• _Check your understanding_:
A - In the report on the Wassa IDP mobile clinic, what was the value of the drugs the wife of the Inspector General of Police donated?
B - Write the next part of the report on the Wassa IDP mobile clinic, starting right after its last sentence.

He stated that at one point, the drugs were supplied through an intervention by the wife of the Inspector General of Police (IGP).
“The wife of the IGP donated N500,000 worth of drugs to them last year, but they forcefully distributed it amongst themselves instead of putting it in the mobile clinic,” he told The ICIR.
According to him, AMAC always provides them with the support they need whenever there’s a disease outbreak.
“When they reported an outbreak years back, we were there. I could remember we were there for three weeks treating the outbreak of measles two to three years back,” he said.
The mobile clinic…
The IDP clinic, donated by a former speaker of the House of Representatives in 2017, showed that the building has three rooms, the largest room, which happened to be the Ward has two functioning beds.
The ICIR also gathered that the mobile clinic only has one Public health practitioner and a volunteer.
This two shoulder the responsibility of more than 5000 IDPs in Wassa. Findings reveal the mobile clinic often lacks drugs. On a few occasions, they get donations from philanthropic organisations; other times, the community contribute to restock the supply.
“Anytime the drug is finished in the store; I will write a prescription for them to go and get it in a chemist shop”, Tanimi Osu, the Public health officer told The ICIR.
NCFR, FEMA debunk looking away
Even though the AMAC officer in charge of IDPs, Abdulkareem Mustapha, didn’t deny the allegations levelled at FEMA and NCFR by the IDPs in Wassa, he, however, said he had in the past followed the IDPs to get referral letters from FEMA until about two years ago when the Agency told them that they were overwhelmed with hospital debts and bills.

• _Data segment_:

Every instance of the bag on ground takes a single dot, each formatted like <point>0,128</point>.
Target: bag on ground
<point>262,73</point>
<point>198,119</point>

• _Responses by task_:
A - N500,000 worth of drugs.

B -
In Contrast, FEMA Director of Relief and Rehabilitation, Abdulrahman Muhammed, insisted that the welfare of IDPs is put in place in these hospitals.
Some of the issues raised, he said, are due to ignorance, lack of contentment and as well as lack of funding.
He told The ICIR that FEMA didn’t stop identifying the IDPs for the hospitals to take care of them. However, he said the number of letters they issued had reduced as they put modalities in place to check and curb false claims.
“Fema didn’t stop giving IDPs letters, the medical bills of IDPs were taxed towards Asokoro and Wuse hospitals at a time. If you go there on your own without us telling them that this person is an IDP, they wouldn’t attend to you,” Muhammed said.
In case of emergencies, Muhammed noted that the hospitals have emergency medical services, and according to him, IDPs are also enrolled.
“If you go to Wuse and Asokoro hospitals, there’s emergency medical service which IDPs also fall under the emergency medical service. They will attend to them. I don’t know what their leaders are doing; they need to be proactive and ask questions about what’s happening now,” he said.
Although the Deputy Director IDP of the National Commission for Refugee Migrants and IDPs, Musa M.K., agreed with the findings that the commission has stopped catering for IDPs who are facing serious health issues but however disagreed that it’s been up to two years.
He said in 2021, the commission stopped giving out referral letters to IDPs because the 2021 appropriation budget did not capture the hospital expenses. The commission owes the hospital a huge sum of money.
“For years, we have had an agreement with the National hospital. We used to give referral letters to IDPs to go on treatment. Unfortunately, we owe them a huge sum of money. I believe you know as an FG Agency, we work with appropriation. We work with the budget, so we exhausted our budget, and we are owing a huge sum of money, so we decided to put that on hold until we settle the National hospital. So if that’s what they are referring to, this is the reason why we stopped giving referrals until we settle all the bills. We stopped giving referrals just a year ago.”
“What we intend to do in 2022 when they release the money, we are going to start exiting camps. It’s not rational for us to keep on keeping people that were displaced in 2014 eight years later as IDPs.”.